Copy exactly the lines from the start of the data below through the one that carries "positive clicks: (283, 168)", and only those.

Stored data
-------

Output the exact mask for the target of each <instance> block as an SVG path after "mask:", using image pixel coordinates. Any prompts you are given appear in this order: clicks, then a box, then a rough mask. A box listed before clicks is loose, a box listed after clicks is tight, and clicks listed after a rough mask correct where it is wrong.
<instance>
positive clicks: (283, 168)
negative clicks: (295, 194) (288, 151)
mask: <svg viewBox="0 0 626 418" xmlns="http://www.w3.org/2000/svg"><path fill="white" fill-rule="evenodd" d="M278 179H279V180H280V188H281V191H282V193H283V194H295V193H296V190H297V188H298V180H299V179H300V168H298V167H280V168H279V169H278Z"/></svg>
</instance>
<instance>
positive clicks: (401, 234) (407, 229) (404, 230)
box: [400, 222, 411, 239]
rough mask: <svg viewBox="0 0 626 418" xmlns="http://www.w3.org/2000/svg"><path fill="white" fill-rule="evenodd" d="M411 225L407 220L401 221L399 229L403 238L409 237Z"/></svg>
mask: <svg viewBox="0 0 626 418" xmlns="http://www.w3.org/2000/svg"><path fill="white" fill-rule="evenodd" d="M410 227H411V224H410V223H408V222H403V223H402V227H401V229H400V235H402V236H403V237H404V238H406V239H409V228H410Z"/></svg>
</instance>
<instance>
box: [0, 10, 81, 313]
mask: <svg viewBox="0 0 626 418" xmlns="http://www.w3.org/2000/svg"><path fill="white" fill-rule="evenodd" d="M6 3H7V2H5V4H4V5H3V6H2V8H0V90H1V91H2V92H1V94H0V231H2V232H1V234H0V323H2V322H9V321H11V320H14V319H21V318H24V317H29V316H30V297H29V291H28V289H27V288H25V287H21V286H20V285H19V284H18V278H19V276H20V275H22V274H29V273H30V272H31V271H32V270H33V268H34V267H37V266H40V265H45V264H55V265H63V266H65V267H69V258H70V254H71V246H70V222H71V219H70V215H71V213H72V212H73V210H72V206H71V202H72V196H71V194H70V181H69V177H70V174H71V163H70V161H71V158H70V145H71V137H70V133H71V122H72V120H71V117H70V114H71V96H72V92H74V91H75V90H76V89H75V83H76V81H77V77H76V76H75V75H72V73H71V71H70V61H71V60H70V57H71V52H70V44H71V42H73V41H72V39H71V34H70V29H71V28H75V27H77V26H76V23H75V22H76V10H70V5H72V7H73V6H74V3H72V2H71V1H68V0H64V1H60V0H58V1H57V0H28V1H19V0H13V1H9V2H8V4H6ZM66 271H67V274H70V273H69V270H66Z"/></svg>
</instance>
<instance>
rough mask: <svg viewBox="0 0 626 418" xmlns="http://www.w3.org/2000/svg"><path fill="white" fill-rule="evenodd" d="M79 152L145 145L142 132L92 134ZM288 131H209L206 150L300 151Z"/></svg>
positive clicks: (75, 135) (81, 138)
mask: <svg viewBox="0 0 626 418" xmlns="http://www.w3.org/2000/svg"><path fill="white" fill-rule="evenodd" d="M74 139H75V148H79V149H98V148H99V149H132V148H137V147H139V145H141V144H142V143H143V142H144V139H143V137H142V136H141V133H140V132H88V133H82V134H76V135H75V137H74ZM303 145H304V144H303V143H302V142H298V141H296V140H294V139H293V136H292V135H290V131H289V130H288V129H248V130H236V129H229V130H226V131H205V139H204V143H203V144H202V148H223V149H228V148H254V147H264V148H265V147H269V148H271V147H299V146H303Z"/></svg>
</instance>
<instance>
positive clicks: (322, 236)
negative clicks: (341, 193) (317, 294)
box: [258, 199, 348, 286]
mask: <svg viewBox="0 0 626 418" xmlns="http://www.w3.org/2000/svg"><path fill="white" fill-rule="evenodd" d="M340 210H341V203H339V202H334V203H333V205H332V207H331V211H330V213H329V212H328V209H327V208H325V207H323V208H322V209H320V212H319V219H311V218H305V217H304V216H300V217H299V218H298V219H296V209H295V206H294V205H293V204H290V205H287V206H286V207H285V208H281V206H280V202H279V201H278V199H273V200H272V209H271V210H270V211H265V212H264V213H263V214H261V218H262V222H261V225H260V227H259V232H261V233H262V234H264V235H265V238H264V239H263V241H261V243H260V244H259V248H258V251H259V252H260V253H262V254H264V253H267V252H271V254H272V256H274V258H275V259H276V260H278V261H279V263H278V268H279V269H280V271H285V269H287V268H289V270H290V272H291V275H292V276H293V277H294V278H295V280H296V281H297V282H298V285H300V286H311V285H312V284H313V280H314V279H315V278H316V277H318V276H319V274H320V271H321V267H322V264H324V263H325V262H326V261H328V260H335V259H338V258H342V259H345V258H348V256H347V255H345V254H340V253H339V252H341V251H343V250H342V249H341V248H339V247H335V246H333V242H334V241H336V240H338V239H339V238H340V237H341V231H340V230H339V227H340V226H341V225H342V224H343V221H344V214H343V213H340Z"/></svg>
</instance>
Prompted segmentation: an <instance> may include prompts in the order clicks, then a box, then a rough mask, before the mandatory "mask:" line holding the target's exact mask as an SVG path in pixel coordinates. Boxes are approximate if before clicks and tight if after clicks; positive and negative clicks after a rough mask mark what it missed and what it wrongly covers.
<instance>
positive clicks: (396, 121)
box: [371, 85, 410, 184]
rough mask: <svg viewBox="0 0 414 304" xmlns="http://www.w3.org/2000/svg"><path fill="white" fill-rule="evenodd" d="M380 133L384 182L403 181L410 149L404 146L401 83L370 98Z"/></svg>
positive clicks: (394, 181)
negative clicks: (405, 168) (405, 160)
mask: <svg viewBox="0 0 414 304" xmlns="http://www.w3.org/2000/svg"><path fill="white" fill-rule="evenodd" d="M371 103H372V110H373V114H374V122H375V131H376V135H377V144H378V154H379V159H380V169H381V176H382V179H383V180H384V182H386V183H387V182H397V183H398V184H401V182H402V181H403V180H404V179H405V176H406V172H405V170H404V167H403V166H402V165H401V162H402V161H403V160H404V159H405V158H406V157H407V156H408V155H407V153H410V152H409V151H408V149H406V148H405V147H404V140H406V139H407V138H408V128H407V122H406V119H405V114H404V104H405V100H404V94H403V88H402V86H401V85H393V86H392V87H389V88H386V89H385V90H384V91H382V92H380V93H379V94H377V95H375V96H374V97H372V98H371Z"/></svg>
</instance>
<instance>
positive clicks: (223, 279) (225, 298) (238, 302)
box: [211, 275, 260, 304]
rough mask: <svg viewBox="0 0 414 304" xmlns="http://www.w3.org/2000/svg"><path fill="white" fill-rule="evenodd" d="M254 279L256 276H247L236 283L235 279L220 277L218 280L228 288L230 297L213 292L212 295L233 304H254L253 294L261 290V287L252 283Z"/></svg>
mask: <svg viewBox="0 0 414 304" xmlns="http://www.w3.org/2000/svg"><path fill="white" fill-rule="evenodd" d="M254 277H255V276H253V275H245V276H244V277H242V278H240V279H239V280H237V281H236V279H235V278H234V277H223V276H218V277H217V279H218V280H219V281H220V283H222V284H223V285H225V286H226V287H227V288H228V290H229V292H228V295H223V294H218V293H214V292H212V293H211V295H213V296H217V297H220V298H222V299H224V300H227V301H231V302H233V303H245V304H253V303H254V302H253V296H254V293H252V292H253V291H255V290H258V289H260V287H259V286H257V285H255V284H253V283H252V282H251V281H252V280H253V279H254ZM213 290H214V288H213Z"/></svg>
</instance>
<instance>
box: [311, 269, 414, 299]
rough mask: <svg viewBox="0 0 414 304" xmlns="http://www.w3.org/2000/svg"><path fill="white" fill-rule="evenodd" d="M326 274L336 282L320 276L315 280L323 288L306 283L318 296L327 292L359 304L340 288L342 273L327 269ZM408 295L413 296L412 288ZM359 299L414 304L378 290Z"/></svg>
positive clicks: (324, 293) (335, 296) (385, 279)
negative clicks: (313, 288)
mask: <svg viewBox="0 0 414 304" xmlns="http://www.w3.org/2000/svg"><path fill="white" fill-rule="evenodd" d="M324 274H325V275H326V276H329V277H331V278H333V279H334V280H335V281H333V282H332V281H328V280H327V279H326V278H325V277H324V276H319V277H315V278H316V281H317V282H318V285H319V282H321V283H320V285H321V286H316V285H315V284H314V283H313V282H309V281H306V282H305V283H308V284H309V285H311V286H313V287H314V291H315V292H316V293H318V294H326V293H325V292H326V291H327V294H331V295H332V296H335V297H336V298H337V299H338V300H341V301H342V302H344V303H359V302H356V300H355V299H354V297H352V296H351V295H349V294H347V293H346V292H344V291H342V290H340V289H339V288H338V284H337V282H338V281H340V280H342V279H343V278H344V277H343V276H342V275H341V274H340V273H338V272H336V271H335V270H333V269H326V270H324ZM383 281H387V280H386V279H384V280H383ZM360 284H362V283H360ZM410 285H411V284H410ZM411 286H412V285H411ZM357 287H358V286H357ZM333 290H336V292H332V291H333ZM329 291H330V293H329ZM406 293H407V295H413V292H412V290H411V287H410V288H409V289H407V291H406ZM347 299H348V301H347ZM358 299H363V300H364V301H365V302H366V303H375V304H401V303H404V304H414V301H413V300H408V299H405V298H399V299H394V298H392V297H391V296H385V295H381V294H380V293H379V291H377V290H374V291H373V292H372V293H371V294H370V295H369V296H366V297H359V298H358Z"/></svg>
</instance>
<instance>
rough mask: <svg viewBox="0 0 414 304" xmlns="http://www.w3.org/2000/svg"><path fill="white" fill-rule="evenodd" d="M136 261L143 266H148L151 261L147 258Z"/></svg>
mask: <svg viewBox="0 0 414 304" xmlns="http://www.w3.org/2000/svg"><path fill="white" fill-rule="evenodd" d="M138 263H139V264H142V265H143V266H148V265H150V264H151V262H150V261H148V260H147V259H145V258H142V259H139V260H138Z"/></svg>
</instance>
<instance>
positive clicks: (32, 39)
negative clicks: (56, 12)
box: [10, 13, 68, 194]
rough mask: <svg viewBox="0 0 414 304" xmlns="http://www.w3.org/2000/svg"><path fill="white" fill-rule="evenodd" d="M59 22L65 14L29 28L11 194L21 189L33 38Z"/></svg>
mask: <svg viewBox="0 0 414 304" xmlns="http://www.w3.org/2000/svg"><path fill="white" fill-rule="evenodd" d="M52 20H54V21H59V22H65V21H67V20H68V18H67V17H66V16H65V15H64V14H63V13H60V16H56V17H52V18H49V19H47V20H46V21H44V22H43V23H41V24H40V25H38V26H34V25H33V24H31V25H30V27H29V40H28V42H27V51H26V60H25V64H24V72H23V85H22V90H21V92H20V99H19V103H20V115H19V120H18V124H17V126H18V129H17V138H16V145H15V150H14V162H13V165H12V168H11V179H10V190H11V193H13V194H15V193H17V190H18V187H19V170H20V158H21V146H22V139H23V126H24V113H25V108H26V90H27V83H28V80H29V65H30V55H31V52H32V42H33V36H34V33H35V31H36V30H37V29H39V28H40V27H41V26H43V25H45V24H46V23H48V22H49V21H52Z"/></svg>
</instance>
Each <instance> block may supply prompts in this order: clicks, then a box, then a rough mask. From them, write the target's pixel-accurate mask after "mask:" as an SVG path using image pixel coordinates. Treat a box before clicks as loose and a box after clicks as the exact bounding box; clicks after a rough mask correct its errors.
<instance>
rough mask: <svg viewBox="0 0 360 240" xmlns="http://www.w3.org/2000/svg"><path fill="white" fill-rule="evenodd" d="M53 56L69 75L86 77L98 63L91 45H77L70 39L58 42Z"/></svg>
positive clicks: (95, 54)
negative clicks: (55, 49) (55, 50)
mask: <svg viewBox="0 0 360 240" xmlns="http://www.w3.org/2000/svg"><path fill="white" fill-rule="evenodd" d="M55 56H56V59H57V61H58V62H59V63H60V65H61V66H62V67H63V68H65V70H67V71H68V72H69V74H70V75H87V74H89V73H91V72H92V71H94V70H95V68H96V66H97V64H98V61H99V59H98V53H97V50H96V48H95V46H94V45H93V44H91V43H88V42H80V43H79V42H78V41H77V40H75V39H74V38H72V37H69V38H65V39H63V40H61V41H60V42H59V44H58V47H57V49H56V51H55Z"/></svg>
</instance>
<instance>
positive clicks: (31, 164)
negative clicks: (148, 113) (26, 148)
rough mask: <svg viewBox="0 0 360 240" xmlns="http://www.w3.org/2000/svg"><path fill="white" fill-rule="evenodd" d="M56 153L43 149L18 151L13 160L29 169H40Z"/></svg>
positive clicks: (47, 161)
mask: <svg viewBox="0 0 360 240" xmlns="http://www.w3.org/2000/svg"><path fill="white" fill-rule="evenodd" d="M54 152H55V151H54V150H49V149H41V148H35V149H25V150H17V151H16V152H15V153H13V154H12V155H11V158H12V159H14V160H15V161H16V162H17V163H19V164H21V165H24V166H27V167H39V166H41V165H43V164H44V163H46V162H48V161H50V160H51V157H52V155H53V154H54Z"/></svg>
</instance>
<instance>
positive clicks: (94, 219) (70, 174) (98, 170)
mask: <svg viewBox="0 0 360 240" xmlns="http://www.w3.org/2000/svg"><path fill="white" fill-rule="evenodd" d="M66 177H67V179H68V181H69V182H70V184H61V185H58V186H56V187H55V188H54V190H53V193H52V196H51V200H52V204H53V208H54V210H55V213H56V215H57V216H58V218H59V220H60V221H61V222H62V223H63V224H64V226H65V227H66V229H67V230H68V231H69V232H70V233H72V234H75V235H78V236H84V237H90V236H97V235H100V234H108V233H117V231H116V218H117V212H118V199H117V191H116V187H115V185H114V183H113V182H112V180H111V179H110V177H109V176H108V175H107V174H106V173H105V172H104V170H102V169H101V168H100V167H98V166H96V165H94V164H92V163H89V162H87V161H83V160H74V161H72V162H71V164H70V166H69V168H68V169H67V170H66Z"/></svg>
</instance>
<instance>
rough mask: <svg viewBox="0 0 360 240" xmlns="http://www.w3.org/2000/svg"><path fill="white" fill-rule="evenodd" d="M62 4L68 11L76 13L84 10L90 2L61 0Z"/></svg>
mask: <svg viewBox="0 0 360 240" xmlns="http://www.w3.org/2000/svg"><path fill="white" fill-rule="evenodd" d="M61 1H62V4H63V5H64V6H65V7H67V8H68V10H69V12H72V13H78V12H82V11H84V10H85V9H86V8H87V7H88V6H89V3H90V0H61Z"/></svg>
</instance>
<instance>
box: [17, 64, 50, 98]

-------

**Answer space**
Output the exact mask for the target of each <instance> block as an SVG path after "mask:", using image pixel coordinates. Any prompts you are given appear in this order: clicks, then a box, then a rough mask. A box listed before clicks is loose, a box listed after clicks is tight, and clicks listed after a rough mask correct where it is wrong.
<instance>
positive clicks: (283, 168)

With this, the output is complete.